## [WHAT TO WORK ON]
A. In the GitHub Actions excerpt, what is the name of the single job the workflow will have?
B. Translate this sentence from the GitHub Actions excerpt into Spanish: "Let’s assume that this workflow will be triggered when the code is merged to the main branch."

1. Define the workflow and add the job permission.

Let’s assume that this workflow will be triggered when the code is merged to the main branch. And it will have only one job, called build-push-image. Here is the skeleton of this workflow:

name: Deploy 🚀
  
on:
  push:
    branches:
      - main # Set a branch to deploy

jobs:
  build-push-image:
    runs-on: ubuntu-latest
    # These permissions are needed to interact with GitHub's OIDC Token endpoint.
    permissions:
      id-token: write
      contents: read
      actions: read

    steps:
    # Here is where all the steps will be added

2. Generate the AWS credentials

This is where we are going to use AWS STS service to authenticate with GitHub OIDC to generate short living credentials for the IAM Role we created earlier. I will use the official AWS GitHub action, configure-aws-credentials, to generate the credentials.

## [RECORDED DATA]

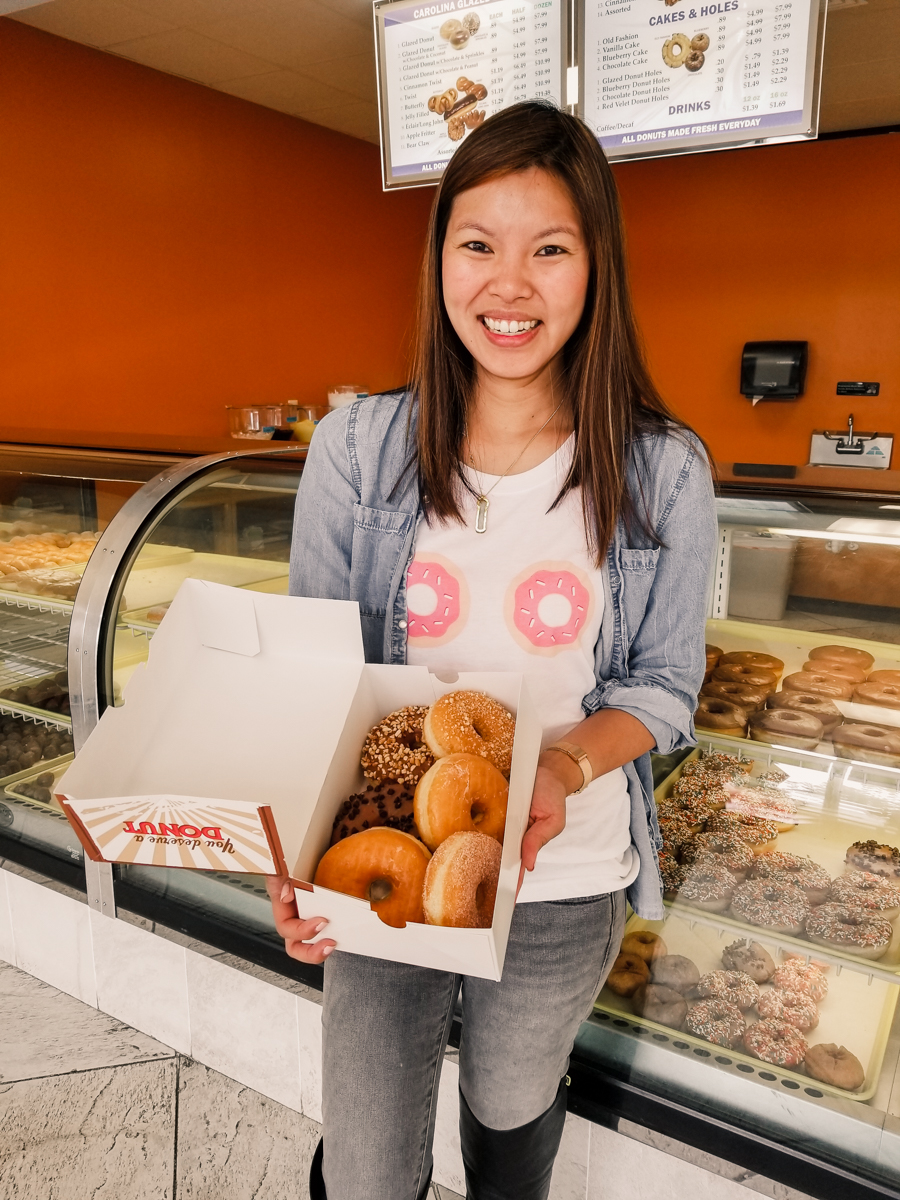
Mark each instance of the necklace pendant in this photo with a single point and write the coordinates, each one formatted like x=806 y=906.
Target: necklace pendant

## [ANSWERS TO EACH TASK]
A. build-push-image

B. Supongamos que este flujo de trabajo se activará cuando el código se fusione con la rama main.